• _WHAT TO DO_
What lines below hold the string "orange"? Copy them all.

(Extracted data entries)
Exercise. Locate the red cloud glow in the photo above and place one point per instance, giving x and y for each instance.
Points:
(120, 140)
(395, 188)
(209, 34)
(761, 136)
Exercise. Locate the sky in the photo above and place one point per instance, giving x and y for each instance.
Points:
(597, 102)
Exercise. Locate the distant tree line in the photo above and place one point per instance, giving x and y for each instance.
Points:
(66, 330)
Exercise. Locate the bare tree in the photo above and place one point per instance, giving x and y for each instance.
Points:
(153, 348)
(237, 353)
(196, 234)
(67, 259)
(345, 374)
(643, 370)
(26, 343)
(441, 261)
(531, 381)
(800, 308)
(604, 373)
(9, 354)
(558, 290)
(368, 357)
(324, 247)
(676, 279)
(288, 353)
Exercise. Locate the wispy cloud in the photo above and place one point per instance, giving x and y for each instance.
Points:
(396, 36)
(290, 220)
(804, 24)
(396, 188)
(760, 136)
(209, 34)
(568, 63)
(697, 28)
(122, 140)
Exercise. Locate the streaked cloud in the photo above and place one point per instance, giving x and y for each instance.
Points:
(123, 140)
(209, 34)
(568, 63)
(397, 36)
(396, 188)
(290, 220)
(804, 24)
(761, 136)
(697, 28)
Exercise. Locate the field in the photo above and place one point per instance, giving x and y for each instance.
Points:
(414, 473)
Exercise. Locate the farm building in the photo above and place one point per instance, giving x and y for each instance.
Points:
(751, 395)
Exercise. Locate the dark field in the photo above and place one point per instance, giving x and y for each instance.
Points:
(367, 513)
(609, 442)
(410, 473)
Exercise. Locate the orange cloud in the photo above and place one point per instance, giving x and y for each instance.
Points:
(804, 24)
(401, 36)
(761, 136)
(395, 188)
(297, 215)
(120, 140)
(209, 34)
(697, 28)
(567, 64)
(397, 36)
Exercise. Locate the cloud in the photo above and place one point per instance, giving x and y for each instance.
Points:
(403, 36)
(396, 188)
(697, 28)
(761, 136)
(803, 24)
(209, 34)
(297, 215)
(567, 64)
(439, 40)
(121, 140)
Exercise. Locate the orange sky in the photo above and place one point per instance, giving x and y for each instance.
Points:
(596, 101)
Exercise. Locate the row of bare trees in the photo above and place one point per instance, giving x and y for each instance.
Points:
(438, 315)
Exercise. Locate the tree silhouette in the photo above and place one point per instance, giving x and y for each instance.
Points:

• _RESULT FOR THIS EXERCISE_
Exercise. Locate the orange cloud in the photo above and place one point per instance, giving x and y for each instance.
Exercise. Locate the orange sky in the photo above and place one point per instance, giving x and y for each instance.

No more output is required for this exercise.